*TASK DATA:*

^^^^

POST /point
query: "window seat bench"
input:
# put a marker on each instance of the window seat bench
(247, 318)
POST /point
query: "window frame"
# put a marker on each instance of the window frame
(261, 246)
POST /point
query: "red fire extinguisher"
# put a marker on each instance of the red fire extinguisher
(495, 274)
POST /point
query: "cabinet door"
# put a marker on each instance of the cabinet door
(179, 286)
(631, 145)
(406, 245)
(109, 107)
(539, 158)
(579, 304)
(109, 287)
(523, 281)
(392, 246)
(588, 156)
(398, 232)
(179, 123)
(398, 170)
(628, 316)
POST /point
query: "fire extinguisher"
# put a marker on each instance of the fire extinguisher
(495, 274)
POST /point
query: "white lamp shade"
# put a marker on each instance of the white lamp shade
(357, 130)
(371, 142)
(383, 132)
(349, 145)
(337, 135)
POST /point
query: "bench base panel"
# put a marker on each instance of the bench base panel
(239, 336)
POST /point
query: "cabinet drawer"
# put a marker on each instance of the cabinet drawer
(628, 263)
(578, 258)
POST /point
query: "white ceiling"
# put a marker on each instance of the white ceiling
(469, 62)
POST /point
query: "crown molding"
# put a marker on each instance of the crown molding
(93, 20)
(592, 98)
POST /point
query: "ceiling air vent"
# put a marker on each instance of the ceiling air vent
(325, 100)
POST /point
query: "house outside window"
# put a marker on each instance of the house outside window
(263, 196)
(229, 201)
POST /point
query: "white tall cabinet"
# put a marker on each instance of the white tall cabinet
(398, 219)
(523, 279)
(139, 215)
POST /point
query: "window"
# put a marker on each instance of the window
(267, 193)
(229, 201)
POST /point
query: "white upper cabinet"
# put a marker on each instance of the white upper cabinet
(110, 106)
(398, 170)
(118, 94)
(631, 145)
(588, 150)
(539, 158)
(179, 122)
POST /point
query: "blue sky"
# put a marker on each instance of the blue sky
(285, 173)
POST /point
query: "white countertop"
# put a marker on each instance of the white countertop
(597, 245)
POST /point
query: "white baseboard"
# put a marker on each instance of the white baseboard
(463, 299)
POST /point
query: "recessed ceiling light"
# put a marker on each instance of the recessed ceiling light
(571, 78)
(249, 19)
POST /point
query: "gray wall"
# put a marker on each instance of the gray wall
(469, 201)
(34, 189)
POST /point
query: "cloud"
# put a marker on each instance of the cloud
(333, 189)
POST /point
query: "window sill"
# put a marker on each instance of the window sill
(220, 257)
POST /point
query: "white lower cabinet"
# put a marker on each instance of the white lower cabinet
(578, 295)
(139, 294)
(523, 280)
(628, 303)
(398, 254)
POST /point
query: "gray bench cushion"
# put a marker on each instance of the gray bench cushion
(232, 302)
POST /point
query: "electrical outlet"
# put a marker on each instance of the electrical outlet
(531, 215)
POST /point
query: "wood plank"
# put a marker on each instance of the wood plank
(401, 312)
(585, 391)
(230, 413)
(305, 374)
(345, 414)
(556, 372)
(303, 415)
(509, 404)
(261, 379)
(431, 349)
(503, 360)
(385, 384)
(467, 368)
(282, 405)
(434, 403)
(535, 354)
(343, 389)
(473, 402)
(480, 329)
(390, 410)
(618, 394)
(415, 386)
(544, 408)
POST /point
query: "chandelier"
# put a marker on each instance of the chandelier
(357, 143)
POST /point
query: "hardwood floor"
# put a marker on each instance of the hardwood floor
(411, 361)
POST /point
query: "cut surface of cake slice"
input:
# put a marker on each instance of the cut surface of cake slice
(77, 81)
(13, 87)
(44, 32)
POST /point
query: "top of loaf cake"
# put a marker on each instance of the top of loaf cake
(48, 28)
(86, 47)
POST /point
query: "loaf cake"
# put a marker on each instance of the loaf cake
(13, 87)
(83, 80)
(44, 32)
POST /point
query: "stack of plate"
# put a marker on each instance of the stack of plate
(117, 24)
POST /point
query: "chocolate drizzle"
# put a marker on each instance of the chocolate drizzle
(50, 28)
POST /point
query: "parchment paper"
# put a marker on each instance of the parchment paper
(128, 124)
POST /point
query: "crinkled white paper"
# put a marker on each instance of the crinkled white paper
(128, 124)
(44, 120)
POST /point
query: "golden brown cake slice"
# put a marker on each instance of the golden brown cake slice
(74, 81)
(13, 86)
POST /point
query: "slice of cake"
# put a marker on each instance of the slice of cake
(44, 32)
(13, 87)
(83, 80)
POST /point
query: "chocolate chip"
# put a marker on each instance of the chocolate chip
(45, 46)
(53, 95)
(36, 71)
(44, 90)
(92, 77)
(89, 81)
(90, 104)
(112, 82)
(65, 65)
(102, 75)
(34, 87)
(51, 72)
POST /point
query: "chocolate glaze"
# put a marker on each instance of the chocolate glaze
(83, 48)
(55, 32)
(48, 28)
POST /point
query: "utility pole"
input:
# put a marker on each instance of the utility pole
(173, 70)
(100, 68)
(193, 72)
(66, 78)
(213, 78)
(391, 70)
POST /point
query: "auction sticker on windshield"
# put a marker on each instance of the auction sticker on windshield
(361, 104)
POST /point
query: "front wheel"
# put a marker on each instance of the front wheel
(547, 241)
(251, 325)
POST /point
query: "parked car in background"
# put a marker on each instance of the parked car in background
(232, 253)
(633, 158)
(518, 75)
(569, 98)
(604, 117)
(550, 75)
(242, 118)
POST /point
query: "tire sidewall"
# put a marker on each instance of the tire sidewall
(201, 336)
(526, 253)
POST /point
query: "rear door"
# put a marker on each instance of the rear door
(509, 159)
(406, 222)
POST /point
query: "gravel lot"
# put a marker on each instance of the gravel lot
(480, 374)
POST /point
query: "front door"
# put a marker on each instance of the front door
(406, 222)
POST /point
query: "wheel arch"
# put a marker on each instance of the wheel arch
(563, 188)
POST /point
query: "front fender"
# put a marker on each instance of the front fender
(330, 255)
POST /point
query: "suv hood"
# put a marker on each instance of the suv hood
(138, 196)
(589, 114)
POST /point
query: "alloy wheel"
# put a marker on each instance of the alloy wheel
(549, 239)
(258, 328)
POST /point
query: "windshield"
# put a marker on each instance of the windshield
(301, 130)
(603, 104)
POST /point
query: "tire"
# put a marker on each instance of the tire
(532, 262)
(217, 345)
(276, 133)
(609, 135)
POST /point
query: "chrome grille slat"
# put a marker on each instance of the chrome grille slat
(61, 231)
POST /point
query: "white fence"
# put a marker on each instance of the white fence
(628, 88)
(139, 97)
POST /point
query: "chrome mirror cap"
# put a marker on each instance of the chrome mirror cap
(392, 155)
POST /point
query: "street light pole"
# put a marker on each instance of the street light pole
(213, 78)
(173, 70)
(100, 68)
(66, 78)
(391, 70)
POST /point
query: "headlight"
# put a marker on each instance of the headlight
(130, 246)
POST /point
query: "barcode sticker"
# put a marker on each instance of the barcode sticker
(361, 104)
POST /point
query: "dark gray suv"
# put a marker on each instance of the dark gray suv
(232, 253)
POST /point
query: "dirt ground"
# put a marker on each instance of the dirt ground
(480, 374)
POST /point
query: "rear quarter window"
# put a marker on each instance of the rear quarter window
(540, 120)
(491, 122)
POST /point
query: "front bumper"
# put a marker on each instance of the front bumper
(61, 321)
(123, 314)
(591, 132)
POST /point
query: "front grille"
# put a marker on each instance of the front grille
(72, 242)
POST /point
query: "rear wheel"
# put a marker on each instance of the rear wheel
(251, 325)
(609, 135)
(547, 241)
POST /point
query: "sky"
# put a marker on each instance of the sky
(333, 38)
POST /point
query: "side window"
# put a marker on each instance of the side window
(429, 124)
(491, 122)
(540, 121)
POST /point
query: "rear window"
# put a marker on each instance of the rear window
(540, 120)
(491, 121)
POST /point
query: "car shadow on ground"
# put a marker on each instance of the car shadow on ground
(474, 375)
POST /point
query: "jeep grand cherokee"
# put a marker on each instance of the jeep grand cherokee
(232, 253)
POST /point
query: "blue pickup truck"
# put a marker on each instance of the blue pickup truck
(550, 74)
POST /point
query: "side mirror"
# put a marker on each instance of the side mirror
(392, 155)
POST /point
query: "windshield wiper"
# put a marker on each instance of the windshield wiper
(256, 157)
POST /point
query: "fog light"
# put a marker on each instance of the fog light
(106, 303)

^^^^

*PROBLEM TO WORK ON:*
With both ends included, please retype exactly the lines from the line containing "# put a marker on each instance of the side mirror" to the final line of the data.

*YOUR SOLUTION:*
# put a marker on each instance of the side mirror
(392, 155)
POST /point
query: "windshield wiper"
# put a marker on each instance of the windshield wiper
(256, 157)
POST /point
query: "fog light"
# put a marker on each instance of the fog light
(106, 303)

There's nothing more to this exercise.